═════ Trecho do documento

Vitória da direita civilizada
Coluna foi publicada no domingo (16)
Em sua maioria, as análises sobre as eleições do Parlamento Europeu realizadas no último dia 09 reconhecem o avanço da extrema-direita, mas destacam que quem realmente ganhou foi a direita civilizada, conservadora, porém centrada.
É também verdade que, historicamente, os eleitores usam o Parlamento Europeu para desabafar suas aflições, e são bem mais moderados nas eleições nacionais. No entanto, é forçoso admitir que as pautas direitistas demonstram vigor e, conforme o andar da carruagem, podem assombrar a agenda política europeia nos próximos anos.
No plano econômico, a agenda da direita mescla protecionismo, oposição ao livre comércio e subsídios à agricultura. Ambientalmente, não reconhece a mudança climática e se opõe às medidas de contenção do aquecimento global.
Em política externa, é nacionalista e crítica da Otan, preferindo Putin a Zelensky. Questões identitárias, tais como idade, gênero e orientação sexual unem os direitistas contra os defensores do direito das minorias. Nacionalidade, religião e etnia são gatilhos para execração anti-islâmica, antijudaica e anti-imigração.
Este último é um ponto nevrálgico. Com ele, a direita conquista o eleitorado pobre das periferias, que é para onde vão os imigrantes, concorrentes pelos postos de trabalho daqueles que eram tradicionais eleitores da esquerda.
Os grandes perdedores nas eleições foram o chanceler alemão Olaf Scholtz e o presidente francês Emmanuel Macron. Na Alemanha, os sociais-democratas do SPD, liderados por Scholtz, ficaram num longínquo terceiro lugar, atrás do partido ultranacionalista Alternativa para a Alemanha (AfD), que foi o segundo mais votado, e da vencedora coalizão democrata-cristã CDU-CSU.
Na França, o Reagrupamento Nacional, de Marine Le Pen, teve o dobro dos votos do partido Renascentista, de Macron. Em reação fulminante, e talvez precipitada, o presidente francês utilizou um expediente que a lei francesa faculta e dissolveu a Assembleia Nacional, convocando novas eleições para 30 de junho (primeiro turno). Caso o Reagrupamento vença, o primeiro-ministro poderá vir a ser Jordan Bardella, de 38 anos, presidente do partido e homem de confiança da Le Pen.

══════════
═════ Dados registrados

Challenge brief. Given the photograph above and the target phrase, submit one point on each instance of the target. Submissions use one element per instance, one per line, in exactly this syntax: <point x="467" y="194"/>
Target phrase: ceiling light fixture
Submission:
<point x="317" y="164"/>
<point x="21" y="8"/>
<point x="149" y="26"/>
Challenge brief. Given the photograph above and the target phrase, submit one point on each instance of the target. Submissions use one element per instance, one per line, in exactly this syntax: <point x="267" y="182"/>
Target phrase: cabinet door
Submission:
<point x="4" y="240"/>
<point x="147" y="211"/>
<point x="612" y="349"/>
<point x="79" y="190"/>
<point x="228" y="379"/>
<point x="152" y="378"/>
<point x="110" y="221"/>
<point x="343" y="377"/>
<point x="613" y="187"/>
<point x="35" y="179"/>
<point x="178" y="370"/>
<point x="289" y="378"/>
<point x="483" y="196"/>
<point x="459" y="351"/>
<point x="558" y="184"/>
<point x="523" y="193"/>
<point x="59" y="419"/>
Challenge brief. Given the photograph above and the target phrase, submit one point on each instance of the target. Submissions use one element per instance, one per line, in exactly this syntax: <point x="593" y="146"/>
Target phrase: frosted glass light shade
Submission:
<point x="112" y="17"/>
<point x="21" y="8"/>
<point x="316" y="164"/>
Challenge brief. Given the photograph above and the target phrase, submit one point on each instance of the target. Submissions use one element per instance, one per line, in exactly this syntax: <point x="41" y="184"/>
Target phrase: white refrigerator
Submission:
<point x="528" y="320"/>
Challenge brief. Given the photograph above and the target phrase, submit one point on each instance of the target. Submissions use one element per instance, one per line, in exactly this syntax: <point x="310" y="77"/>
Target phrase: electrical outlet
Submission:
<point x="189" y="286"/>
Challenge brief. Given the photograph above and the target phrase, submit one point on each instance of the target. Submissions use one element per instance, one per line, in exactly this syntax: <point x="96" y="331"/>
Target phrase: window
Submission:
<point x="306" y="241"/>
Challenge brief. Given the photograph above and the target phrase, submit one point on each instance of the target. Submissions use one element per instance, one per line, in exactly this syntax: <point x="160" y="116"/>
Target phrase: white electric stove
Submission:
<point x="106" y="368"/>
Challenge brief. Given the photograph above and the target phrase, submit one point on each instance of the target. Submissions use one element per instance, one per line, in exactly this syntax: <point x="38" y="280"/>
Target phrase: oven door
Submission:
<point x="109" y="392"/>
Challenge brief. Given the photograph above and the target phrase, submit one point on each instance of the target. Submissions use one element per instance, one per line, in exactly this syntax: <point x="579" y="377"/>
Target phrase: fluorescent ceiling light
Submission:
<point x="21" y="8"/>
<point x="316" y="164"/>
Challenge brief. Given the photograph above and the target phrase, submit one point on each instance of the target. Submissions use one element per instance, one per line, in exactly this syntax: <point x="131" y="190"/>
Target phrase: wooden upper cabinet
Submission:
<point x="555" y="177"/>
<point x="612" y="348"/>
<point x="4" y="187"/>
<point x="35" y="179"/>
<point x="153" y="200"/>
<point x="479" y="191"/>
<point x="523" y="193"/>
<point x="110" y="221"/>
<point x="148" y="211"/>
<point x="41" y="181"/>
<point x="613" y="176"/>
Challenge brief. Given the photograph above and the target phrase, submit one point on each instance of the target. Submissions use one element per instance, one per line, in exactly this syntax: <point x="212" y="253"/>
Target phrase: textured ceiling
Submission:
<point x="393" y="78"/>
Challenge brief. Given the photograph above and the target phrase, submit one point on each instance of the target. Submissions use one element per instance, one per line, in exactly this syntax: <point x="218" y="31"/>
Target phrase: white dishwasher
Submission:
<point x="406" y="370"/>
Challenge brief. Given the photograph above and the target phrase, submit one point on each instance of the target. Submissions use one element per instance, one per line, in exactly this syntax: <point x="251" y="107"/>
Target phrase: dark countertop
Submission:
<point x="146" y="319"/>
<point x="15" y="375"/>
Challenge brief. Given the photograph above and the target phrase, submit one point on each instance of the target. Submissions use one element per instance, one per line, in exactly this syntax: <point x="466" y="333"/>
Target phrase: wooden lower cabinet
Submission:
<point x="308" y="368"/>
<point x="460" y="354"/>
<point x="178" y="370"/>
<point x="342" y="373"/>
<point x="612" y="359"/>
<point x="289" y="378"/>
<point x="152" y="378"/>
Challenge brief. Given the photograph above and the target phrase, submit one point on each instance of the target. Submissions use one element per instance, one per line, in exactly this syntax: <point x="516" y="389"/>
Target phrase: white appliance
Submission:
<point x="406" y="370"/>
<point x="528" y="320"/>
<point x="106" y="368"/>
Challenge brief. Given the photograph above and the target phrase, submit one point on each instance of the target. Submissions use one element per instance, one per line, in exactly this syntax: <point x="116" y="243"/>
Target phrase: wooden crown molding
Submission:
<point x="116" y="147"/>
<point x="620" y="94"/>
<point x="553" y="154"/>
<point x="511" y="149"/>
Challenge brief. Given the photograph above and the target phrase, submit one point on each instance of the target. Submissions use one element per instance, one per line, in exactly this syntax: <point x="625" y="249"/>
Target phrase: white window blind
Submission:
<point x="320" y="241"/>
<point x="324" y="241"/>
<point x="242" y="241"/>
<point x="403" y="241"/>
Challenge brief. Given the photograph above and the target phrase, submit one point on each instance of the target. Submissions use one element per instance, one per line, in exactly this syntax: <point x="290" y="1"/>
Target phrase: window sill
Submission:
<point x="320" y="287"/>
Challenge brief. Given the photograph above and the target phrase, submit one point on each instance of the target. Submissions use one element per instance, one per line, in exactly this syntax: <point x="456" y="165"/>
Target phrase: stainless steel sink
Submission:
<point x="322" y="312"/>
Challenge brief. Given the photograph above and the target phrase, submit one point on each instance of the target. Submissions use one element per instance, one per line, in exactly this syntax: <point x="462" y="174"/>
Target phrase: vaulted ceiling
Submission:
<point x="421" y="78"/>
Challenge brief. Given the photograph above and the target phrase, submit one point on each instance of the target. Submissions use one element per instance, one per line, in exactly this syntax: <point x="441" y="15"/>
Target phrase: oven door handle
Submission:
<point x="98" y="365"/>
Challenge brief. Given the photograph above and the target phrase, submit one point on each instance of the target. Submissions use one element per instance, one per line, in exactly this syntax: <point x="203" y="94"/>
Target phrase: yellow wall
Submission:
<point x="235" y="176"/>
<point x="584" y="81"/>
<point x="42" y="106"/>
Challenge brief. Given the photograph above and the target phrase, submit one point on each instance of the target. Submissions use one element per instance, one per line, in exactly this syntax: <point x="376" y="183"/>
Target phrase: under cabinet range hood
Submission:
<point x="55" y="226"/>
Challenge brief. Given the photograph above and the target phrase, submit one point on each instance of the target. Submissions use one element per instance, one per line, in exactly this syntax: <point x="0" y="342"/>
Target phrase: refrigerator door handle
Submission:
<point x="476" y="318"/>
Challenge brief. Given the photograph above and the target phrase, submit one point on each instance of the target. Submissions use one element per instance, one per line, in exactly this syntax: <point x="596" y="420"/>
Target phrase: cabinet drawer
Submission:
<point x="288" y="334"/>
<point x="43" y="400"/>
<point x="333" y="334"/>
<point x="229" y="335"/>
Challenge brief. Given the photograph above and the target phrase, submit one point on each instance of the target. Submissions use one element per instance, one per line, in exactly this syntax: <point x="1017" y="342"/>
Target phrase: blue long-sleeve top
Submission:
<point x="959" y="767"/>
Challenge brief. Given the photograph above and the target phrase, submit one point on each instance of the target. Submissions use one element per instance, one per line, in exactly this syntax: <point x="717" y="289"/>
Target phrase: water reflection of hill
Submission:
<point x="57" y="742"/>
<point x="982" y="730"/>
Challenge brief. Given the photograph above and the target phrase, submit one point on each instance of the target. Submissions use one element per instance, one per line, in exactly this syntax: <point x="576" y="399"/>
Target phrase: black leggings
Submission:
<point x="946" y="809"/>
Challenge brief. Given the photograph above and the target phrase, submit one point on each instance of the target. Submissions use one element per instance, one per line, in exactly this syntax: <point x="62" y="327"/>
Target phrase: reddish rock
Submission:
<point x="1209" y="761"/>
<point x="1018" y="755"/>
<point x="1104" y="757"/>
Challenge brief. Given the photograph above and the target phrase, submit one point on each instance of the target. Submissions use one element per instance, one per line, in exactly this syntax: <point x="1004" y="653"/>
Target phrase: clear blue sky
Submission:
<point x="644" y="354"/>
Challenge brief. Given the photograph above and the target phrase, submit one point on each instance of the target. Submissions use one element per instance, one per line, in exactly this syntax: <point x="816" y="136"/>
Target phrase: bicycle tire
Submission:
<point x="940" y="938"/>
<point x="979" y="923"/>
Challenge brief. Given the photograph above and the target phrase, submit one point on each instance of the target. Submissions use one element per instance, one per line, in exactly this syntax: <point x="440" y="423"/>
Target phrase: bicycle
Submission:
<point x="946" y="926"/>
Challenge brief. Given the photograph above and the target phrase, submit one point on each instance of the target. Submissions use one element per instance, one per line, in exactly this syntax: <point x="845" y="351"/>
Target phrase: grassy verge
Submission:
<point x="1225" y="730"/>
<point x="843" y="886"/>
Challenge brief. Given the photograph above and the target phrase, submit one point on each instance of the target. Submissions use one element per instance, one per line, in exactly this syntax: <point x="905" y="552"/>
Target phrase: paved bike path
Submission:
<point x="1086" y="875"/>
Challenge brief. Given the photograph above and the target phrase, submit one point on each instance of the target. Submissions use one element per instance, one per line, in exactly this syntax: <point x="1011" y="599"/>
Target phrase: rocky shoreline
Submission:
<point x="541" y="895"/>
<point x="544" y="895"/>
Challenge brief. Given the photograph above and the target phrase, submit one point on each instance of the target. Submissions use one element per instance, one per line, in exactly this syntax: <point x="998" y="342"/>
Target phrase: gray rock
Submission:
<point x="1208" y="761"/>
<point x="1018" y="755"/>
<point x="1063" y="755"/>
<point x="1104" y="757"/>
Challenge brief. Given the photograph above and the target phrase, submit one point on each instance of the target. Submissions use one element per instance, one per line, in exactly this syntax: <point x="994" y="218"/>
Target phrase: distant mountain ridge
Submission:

══════════

* Tarefas a realizar:
(a) Reescreva o trecho da coluna entre "Os grandes perdedores" e "coalizão democrata-cristã CDU-CSU.", inclusive, substituindo "longínquo" por "distante".
(b) Responda com base na coluna:
(i) Em que dia foram realizadas as eleições do Parlamento Europeu?
(ii) Qual partido alemão foi o segundo mais votado?
(iii) Para que data Macron convocou o primeiro turno das novas eleições?
(c) Dê continuidade à coluna sobre as eleições do Parlamento Europeu a partir do ponto em que ela termina.
Os registros podem ser ignorados por completo.

* Respostas por tarefa:
(a)
Os grandes perdedores nas eleições foram o chanceler alemão Olaf Scholtz e o presidente francês Emmanuel Macron. Na Alemanha, os sociais-democratas do SPD, liderados por Scholtz, ficaram num distante terceiro lugar, atrás do partido ultranacionalista Alternativa para a Alemanha (AfD), que foi o segundo mais votado, e da vencedora coalizão democrata-cristã CDU-CSU.

(b)
(i) No dia 09.
(ii) A Alternativa para a Alemanha (AfD).
(iii) Para 30 de junho.

(c)
Na esteira dos resultados, os holofotes políticos apontam para três mulheres. A primeira é a própria Marine Le Pen, que herdou do pai, assumidamente racista e xenófobo, a presidência da Frente Nacional. Marine rebatizou o partido de Reagrupamento Nacional e vem moderando, ou “desdemonizando”, o discurso. Concorreu à presidência em 2012, 2017 e 2022 e perdeu todas. Agora tem a chance de dar um verdadeiro cavalo-de-pau no eleitorado, que, desde o advento da Quinta República, mantém a França equidistante dos extremos.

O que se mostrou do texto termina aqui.